[Source data]
========================

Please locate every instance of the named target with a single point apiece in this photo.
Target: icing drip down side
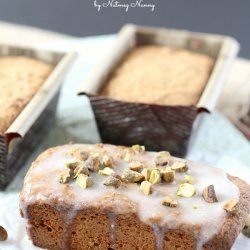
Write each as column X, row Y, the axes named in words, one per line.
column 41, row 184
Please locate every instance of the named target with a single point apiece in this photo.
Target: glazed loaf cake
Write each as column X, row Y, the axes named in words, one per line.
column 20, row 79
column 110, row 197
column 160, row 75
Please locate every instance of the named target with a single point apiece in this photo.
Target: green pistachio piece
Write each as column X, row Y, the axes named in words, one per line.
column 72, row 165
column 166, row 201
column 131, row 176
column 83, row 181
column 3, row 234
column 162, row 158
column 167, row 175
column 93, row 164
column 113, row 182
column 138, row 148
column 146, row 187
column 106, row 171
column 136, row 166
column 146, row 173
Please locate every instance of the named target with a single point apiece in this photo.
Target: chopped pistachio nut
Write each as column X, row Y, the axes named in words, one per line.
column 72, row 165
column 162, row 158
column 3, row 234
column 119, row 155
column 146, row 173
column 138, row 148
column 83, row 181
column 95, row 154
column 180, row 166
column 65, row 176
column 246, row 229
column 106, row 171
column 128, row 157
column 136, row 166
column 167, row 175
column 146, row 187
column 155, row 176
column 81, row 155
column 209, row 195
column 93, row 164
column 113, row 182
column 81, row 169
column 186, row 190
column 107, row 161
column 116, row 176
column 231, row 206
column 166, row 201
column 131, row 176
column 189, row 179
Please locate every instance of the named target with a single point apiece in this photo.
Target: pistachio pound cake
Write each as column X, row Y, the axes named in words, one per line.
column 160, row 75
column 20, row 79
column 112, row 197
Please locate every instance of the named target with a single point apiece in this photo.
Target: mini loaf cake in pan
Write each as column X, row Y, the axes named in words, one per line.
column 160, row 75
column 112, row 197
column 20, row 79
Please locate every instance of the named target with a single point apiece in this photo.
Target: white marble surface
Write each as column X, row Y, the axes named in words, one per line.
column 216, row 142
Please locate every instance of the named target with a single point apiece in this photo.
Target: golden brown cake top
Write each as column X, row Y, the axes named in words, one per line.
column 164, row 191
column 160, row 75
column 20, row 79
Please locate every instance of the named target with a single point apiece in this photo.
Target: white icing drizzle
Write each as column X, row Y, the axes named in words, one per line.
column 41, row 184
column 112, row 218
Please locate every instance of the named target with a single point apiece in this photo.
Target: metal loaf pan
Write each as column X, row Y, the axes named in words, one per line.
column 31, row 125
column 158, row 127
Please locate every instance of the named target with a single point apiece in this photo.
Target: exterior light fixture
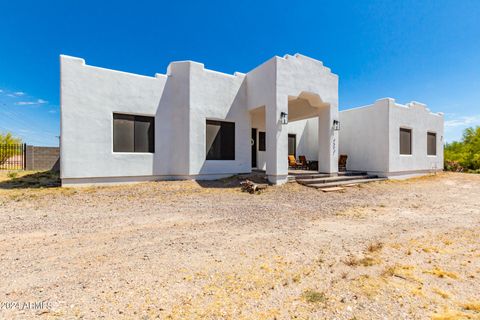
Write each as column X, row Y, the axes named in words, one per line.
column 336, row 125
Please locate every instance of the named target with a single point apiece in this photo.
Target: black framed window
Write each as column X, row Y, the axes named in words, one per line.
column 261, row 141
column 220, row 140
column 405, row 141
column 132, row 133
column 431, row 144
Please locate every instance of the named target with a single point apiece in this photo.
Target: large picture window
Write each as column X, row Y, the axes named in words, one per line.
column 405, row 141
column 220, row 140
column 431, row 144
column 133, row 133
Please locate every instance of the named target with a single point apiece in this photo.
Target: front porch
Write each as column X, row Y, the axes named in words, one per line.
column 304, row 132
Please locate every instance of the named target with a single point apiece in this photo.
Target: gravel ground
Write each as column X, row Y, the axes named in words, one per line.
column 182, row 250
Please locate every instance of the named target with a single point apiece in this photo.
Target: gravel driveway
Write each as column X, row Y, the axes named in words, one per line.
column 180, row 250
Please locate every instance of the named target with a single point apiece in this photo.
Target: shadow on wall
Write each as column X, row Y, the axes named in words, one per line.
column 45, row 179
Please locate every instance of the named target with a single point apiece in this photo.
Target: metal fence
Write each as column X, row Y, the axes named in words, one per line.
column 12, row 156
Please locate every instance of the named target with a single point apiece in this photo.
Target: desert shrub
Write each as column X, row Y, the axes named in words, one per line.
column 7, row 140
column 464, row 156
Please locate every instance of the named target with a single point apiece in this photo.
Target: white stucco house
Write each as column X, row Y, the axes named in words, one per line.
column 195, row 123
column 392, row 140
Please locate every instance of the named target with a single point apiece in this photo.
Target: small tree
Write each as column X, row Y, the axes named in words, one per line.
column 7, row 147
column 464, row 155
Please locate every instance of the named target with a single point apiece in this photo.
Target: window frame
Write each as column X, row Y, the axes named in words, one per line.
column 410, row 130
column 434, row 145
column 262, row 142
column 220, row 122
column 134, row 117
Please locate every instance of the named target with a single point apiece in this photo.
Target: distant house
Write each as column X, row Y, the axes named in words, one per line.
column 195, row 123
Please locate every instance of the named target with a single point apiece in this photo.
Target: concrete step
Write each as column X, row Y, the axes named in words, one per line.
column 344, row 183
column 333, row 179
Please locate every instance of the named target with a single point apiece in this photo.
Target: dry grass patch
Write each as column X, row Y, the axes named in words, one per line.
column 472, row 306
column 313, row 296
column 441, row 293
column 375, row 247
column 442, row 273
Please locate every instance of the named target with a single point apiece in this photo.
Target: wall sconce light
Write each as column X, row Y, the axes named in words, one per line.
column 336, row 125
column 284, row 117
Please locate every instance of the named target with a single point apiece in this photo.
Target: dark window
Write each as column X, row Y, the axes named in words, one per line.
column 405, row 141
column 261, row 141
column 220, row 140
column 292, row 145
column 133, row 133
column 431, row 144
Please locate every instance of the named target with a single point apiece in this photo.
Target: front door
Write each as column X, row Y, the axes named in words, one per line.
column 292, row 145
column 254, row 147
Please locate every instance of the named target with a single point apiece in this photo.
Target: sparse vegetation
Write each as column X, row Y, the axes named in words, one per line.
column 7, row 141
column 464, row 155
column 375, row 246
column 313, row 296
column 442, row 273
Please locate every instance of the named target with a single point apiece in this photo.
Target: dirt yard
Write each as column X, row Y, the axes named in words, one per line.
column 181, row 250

========================

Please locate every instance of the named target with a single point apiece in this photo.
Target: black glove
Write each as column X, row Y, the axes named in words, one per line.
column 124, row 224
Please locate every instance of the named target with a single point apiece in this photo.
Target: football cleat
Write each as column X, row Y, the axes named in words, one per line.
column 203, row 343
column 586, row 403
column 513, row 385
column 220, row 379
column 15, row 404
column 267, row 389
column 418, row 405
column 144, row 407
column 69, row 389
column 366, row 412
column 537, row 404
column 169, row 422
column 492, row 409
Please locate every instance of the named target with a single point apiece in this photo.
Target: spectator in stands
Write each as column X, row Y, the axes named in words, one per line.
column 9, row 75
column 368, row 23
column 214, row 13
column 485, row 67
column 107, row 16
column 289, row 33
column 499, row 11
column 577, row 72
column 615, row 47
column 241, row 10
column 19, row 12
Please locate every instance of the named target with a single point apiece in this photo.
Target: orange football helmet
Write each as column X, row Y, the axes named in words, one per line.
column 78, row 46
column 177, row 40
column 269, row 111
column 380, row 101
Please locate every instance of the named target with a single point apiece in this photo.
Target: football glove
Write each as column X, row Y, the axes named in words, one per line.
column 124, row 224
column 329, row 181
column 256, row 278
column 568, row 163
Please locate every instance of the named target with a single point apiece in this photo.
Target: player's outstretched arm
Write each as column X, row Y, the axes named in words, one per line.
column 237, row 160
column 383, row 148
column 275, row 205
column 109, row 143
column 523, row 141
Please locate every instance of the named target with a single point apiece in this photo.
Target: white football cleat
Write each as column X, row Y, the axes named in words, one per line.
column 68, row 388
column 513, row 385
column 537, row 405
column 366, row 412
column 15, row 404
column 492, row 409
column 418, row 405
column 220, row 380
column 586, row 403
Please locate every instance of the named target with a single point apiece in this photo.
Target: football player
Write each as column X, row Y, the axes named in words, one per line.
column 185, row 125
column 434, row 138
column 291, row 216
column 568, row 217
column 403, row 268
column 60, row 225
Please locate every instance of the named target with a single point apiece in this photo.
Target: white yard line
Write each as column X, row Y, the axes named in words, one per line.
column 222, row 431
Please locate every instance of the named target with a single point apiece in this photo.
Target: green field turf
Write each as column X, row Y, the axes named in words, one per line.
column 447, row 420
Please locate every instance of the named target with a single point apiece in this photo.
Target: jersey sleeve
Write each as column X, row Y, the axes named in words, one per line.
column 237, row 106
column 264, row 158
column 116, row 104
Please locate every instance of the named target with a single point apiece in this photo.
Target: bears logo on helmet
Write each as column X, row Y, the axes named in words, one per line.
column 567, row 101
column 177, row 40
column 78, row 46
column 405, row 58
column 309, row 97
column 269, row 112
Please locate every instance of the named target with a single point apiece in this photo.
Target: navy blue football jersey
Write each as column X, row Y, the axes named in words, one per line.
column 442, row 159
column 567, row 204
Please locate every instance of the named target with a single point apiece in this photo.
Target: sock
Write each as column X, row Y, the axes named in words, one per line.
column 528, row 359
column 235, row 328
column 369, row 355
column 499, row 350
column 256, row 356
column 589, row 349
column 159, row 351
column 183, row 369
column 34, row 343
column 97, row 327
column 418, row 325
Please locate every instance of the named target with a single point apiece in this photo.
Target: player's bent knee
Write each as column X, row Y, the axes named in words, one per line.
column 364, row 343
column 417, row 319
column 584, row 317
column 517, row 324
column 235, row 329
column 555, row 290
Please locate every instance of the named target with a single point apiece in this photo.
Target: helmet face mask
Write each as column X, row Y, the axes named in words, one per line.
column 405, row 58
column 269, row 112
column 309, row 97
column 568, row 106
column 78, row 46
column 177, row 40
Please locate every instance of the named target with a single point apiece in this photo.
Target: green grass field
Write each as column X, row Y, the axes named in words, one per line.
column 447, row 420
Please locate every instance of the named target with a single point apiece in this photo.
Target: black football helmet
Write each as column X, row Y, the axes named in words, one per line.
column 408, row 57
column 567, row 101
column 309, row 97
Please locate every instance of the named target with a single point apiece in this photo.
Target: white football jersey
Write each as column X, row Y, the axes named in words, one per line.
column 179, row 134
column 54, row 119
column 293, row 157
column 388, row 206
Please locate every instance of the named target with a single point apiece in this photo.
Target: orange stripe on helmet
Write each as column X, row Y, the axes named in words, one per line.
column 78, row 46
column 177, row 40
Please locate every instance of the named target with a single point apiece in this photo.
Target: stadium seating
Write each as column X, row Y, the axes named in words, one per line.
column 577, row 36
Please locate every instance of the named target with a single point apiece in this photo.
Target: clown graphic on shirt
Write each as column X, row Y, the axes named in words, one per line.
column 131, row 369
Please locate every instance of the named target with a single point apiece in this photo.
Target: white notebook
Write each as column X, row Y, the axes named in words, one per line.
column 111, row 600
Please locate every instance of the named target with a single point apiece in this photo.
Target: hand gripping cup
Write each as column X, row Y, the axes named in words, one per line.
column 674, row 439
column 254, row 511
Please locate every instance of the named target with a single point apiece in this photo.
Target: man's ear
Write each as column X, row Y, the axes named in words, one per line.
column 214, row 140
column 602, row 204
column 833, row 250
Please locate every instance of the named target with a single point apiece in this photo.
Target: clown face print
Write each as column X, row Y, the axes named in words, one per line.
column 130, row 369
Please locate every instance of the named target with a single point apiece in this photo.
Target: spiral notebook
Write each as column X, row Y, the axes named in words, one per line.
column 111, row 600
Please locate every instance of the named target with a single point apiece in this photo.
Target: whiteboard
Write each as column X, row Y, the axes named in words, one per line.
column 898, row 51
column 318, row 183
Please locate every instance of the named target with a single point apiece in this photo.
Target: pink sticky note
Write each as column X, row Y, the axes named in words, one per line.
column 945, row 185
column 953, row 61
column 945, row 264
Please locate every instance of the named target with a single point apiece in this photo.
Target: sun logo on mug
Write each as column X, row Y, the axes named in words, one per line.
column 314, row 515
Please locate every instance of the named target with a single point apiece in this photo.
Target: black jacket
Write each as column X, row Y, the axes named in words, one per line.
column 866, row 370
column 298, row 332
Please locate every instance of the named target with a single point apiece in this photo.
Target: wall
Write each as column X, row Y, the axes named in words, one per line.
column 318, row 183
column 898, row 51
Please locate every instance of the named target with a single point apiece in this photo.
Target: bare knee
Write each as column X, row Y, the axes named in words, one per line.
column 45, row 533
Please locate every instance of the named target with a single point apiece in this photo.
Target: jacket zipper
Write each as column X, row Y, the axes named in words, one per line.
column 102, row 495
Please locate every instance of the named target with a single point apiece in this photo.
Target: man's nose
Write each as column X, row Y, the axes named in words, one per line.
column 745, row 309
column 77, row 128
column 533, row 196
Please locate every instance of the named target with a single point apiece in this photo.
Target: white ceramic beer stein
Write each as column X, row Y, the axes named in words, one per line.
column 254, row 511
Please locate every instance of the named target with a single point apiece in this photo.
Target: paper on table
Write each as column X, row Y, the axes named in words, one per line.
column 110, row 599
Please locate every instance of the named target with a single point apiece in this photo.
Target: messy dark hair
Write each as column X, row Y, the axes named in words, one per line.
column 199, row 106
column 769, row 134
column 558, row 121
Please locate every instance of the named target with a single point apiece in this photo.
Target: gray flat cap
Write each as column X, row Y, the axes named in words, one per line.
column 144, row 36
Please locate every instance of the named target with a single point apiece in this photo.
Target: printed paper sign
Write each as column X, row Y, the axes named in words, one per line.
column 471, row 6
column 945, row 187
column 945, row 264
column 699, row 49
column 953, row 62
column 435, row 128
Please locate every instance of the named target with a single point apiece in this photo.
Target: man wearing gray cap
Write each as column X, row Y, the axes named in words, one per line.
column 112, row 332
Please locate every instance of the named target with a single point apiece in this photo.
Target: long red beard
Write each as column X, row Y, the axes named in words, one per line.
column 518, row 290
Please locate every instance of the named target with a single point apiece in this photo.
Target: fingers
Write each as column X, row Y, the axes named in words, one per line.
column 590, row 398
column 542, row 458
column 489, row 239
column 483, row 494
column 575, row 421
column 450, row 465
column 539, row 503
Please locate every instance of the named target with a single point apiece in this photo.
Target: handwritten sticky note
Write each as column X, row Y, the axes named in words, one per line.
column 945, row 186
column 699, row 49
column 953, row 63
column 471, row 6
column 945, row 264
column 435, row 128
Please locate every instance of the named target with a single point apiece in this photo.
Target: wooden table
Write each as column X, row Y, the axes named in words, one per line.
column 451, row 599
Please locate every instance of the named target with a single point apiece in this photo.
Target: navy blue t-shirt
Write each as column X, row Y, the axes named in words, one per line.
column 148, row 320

========================

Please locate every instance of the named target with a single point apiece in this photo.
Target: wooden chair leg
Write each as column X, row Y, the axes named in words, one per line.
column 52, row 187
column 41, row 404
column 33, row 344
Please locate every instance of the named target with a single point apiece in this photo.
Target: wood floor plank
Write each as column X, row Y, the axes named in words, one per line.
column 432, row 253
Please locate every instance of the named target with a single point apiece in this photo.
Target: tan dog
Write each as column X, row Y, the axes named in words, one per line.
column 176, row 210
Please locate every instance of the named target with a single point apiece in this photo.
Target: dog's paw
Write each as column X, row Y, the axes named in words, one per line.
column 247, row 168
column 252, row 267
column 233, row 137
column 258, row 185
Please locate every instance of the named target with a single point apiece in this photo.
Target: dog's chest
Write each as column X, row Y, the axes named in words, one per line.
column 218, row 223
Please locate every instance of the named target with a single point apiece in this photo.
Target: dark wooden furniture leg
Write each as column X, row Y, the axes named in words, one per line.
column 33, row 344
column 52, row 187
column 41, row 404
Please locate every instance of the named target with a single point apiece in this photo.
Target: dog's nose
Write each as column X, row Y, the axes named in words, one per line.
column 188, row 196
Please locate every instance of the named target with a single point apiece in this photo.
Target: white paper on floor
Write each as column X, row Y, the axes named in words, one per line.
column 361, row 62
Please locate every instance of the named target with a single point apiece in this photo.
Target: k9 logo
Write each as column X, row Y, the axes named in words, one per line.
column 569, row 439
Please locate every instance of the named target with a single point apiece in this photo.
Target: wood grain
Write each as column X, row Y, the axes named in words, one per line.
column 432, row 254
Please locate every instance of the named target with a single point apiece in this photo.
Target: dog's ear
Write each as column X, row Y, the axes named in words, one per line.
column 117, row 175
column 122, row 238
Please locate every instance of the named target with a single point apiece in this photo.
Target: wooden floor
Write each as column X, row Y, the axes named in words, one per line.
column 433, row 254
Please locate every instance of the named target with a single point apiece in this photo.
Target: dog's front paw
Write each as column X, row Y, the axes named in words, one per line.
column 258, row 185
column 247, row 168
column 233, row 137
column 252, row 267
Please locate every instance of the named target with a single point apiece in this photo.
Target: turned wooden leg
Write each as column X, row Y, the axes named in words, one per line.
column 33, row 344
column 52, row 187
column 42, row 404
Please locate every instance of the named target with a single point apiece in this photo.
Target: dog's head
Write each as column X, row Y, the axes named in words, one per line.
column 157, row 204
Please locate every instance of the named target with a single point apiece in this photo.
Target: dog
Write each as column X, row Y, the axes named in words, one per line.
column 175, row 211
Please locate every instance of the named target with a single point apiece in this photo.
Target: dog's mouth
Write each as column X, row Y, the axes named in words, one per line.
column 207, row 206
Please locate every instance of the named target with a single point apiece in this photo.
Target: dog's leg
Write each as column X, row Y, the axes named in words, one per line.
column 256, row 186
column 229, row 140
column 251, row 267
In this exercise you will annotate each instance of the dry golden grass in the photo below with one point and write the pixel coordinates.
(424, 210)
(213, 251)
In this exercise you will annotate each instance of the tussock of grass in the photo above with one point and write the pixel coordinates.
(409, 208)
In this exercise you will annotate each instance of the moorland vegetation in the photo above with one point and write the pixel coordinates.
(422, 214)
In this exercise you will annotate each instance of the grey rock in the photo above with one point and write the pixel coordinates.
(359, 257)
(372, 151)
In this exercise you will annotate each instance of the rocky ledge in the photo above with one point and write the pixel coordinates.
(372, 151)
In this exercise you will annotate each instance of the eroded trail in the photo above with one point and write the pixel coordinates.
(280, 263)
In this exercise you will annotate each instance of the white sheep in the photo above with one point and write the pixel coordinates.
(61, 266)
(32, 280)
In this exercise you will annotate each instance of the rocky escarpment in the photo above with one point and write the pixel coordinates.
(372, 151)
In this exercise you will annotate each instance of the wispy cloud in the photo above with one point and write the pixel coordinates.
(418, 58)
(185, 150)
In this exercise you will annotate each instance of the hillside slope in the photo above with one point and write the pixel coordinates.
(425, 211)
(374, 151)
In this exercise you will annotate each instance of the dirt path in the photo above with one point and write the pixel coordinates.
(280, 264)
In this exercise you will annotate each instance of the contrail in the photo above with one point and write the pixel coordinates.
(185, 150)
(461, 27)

========================

> **Set task**:
State how many lines in the items above contain the string "glove". Give only the number.

> **Exercise result**:
2